TEXT BLOCK
In this article you’ll discover what complementary colors are and see them in action, through examples of paintings and color mixing diagrams. All of which will show you how you can intentionally apply fundamental color schemes in your work and how to create them on your color mixing palette! So, first off let’s look at what complementaries are.

What are Complementary Colors?

Complementary colors are pairs of colors that are opposite one another in the artists color wheel. Take a look at the color wheel below and you can see that blue and orange, red and green, as well as yellow and purple are all complementary color pairs because they are all directly opposite from one another on the color wheel.

Complementary color relationships within the color wheel

When you put complementary colors next to one another they create a very vibrant, high contrast relationship. Let’s take orange and blue for example: when placed next to each other, they create a very strong and intense color contrast because they are completely opposite colors.

How to Use Complementary Colors in a Painting

blue and orange are complementary colors
Blue and orange are complementary colors.

Complementary colors also create a very interesting and beautiful color contrasts in a painting. This is due to the fact that no matter what combination you use, they will always be different from one another.

DATA SHOWN
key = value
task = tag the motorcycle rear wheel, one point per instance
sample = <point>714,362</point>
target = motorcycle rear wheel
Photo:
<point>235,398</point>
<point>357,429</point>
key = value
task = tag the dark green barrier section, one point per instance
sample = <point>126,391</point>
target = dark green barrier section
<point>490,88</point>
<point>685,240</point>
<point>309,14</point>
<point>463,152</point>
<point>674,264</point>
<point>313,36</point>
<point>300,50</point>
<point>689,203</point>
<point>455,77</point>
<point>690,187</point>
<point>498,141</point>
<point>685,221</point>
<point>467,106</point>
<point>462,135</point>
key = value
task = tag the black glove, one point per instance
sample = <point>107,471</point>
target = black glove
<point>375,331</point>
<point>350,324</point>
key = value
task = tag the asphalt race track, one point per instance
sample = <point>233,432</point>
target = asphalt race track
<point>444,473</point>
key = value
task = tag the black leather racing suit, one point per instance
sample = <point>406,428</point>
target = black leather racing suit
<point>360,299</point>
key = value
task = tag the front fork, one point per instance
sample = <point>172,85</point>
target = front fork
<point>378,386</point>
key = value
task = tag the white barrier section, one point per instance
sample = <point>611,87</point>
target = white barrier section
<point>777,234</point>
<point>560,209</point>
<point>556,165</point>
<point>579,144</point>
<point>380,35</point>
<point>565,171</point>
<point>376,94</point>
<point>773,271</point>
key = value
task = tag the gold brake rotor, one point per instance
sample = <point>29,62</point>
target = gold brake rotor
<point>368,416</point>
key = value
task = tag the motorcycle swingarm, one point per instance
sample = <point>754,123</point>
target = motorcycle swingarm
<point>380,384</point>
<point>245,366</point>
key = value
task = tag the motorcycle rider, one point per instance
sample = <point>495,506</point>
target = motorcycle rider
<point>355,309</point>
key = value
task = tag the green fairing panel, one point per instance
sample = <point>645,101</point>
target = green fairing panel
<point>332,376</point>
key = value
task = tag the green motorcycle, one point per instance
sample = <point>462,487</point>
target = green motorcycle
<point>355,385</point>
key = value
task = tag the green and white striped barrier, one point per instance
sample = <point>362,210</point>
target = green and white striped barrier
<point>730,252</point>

CHALLENGES
(a) List every complementary color pair that the text on complementary colors names.
(b) Write out the text on complementary colors word for word from "In this article" up to and including "what complementaries are.".
The items are separate material and do not belong to the text on complementary colors.

WORKED SOLUTIONS
(a) Blue and orange; red and green; yellow and purple.

(b)
In this article you’ll discover what complementary colors are and see them in action, through examples of paintings and color mixing diagrams. All of which will show you how you can intentionally apply fundamental color schemes in your work and how to create them on your color mixing palette! So, first off let’s look at what complementaries are.